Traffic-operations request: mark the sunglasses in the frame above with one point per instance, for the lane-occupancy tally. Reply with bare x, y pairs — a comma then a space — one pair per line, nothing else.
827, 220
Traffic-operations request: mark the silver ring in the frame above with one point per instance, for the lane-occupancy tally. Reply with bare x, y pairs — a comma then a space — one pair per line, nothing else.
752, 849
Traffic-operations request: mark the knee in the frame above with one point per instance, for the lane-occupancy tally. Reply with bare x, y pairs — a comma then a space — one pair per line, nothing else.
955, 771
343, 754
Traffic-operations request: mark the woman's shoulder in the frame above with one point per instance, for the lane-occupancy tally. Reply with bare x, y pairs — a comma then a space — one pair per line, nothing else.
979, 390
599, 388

> _Problem requirements_
Repeat every entry exactly as written above.

> _Reply_
Traffic-operations request: mark the sunglasses in the frame above with one point per instance, for the lane-occupancy tally. Reply with bare x, y pairs — a comma then a space — one pair per line, nothing else.
827, 220
Traffic-operations request: mark the silver ring in the frame above with one point per instance, for the lane-occupancy tally. Reply with bare x, y pairs — a comma then a space — one pair per line, nothing else.
752, 849
Traffic-operations request: mark the knee in the frame above with one point per instance, for the lane-occupancy tally. Reply with bare x, y pairs — a comma then a space — one pair per line, nothing else.
955, 771
343, 754
Traffic-operations request: mark the woman's shoulder in the frame above with one point per instance, for the lane-occupancy tally. Reply with bare x, y pairs — a comma then a space — one pair per line, nothing else.
979, 390
599, 388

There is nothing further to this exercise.